Directions for this task - Can you find every line in the material below that contains the word "white" and copy each of those lines out?

Dataset extract -
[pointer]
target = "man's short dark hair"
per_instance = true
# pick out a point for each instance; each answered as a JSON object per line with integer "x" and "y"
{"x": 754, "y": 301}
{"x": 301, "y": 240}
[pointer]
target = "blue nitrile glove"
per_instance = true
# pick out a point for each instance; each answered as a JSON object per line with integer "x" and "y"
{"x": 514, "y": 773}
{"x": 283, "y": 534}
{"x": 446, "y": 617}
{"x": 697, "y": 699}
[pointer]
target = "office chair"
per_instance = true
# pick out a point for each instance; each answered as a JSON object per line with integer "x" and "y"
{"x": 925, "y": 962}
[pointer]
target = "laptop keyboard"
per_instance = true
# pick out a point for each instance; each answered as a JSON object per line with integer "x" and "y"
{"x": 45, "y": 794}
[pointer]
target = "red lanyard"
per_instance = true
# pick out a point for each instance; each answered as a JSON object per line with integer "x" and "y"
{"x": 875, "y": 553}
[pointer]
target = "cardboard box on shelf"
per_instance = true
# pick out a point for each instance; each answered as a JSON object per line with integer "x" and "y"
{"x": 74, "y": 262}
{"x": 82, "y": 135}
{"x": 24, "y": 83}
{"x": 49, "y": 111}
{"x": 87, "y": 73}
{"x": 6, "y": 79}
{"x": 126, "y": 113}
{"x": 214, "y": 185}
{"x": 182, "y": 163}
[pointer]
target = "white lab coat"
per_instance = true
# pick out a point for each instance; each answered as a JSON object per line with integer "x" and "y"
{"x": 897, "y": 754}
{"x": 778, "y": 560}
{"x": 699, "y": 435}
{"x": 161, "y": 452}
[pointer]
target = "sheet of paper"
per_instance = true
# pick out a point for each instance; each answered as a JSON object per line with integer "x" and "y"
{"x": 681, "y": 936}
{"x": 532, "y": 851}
...
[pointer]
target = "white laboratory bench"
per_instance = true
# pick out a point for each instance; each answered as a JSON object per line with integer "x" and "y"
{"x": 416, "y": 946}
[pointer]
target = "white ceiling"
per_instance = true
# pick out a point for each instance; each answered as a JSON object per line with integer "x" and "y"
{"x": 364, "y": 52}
--
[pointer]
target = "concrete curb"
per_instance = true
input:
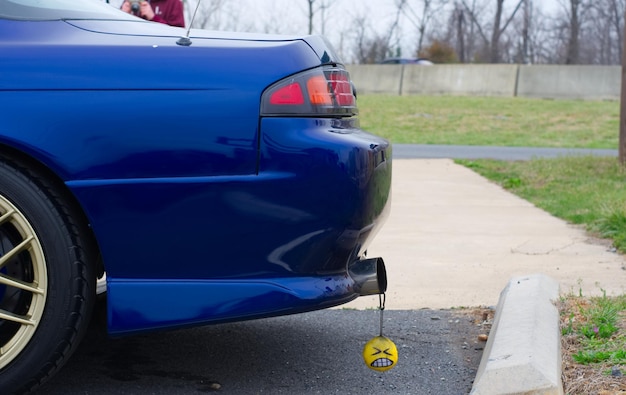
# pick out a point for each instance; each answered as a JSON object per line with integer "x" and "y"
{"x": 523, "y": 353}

Exercise solution -
target = "white lab coat"
target = "white laboratory bench"
target = "white ceiling"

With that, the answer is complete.